- PROBLEMS
[a] Write out the post about the Los Angeles School Board race from "All of these" up to and including "Mayor Richard Riordan.".
[b] In the post about the Los Angeles School Board race, how much money was wasted on the iPad plan?

In the Nick of Time

In the Nick of Time
This post was published on the now-closed HuffPost Contributor platform. Contributors control their own work and posted freely to our site. If you need to flag this entry as abusive, send us an email.

As you might imagine local elections, because they're so focused and personal, can be quite feisty. As you might not imagine, this can include the School Board. (Yes, really, the school board.) You know, those races you usually don't vote for because you don't have a clue who anyone is, what the issues are, and who would do the job best..

Stick with me, there's a point to this all.

Nick Melvoin, son of my friend Jeff Melvoin, is running for the Los Angeles School Board in next month's election. By way of background, Nick is quite an accomplished and impressive young man. He graduated from Harvard, has a Masters degree in Urban Education, and then decided that this wasn't enough so he got a law degree from NYU. After that, he did some work for the ACLU, worked in the Obama White House with the Domestic Policy Council, and also clerked in the U.S. Attorney’s office in civil rights cases. And then, with a wide range of highly-substantive career opportunities now available to him...he got a job teaching in the Los Angeles inner-city in Watts -- where teaching English wasn't enough, so he also coached baseball and soccer. And in his spare time helped students start a school newspaper.

All of these things, along with his proposals, helped him just get the School Board endorsement from the Los Angeles Times for his District 4 race -- which is impressive enough for a young, first-time candidate...but even more so when you realize that one of his opponents in the race is the current president.of the L.A. School Board! Beyond this, Melvoin was also endorsed by former Los Angeles Mayor Richard Riordan.

It's not often that school board races gets attention, but there have actually been TV ads for the race, critical of that school board president, Steven Zimmer. (No, the TV ad did not come from Nick -- I asked, since it seemed so surprising. He's done very good fund-raising...but not that good. A TV ad for School Board??) Much of the public criticism about Mr. Zimmer, aside from other issues, centers around a plan with iPads whose special software never worked and turned into a disaster, wasting $1.5 million.

Last week, the Zimmer side struck back at the general criticism, and a mail flyer showed up trashing two of his opponents, one of who was Nick. The slam against him was that Nick Melvoin was apparently in the pocket of "billionaires." This got repeated several times since being in the pocket of anyone, let alone "billionaires" seems an attention-getting charge.

The thing is, there were a couple of head-scratching oddities about the mailer.

- Entries drawn from a collection
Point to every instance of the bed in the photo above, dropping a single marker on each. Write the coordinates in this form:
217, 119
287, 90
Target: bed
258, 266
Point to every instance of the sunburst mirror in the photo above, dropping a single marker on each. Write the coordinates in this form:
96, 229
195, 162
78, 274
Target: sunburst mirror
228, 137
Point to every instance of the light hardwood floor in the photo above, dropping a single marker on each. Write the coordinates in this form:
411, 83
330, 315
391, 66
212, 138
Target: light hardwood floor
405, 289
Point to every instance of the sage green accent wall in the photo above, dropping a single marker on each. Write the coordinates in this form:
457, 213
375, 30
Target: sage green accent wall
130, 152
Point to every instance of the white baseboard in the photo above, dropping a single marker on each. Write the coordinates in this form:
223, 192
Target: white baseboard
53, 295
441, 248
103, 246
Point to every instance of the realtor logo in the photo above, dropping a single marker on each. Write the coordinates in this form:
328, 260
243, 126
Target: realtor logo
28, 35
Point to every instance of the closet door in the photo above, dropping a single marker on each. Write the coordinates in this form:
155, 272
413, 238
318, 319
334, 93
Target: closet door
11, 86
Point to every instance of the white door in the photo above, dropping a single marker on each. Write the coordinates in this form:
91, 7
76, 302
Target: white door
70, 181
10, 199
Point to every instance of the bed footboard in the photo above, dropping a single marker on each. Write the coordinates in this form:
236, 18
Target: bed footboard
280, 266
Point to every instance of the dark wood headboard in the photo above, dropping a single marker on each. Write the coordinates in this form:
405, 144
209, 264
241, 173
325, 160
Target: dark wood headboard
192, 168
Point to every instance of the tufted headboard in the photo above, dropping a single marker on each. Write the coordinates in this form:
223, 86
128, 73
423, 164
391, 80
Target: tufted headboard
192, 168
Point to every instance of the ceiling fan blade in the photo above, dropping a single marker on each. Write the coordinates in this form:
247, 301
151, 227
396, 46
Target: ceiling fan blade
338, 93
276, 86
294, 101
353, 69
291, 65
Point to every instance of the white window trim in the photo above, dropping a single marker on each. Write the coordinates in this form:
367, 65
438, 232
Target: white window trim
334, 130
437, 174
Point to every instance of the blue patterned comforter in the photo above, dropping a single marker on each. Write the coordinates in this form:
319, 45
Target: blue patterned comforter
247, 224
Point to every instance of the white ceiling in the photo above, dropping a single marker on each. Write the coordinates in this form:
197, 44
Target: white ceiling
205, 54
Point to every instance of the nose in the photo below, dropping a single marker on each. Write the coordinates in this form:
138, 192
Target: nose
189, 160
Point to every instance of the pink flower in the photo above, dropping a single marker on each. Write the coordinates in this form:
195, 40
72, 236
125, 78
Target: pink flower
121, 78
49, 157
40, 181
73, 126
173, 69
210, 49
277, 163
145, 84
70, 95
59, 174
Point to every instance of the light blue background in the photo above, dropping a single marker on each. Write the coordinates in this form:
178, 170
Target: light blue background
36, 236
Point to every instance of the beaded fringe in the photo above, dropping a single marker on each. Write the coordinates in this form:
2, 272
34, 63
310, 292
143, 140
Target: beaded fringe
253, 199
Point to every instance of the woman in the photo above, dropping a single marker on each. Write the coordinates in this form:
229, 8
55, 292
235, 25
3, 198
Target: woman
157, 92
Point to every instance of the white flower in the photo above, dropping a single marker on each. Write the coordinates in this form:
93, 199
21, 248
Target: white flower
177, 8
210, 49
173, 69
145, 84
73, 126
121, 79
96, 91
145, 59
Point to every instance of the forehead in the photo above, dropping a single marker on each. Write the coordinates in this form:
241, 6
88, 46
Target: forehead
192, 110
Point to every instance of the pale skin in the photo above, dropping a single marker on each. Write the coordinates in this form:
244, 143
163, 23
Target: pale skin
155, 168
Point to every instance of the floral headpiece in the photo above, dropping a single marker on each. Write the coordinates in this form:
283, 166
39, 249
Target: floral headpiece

- ANSWERS FOR THE TASKS
[a]
All of these things, along with his proposals, helped him just get the School Board endorsement from the Los Angeles Times for his District 4 race -- which is impressive enough for a young, first-time candidate...but even more so when you realize that one of his opponents in the race is the current president.of the L.A. School Board! Beyond this, Melvoin was also endorsed by former Los Angeles Mayor Richard Riordan.

[b] $1.5 million.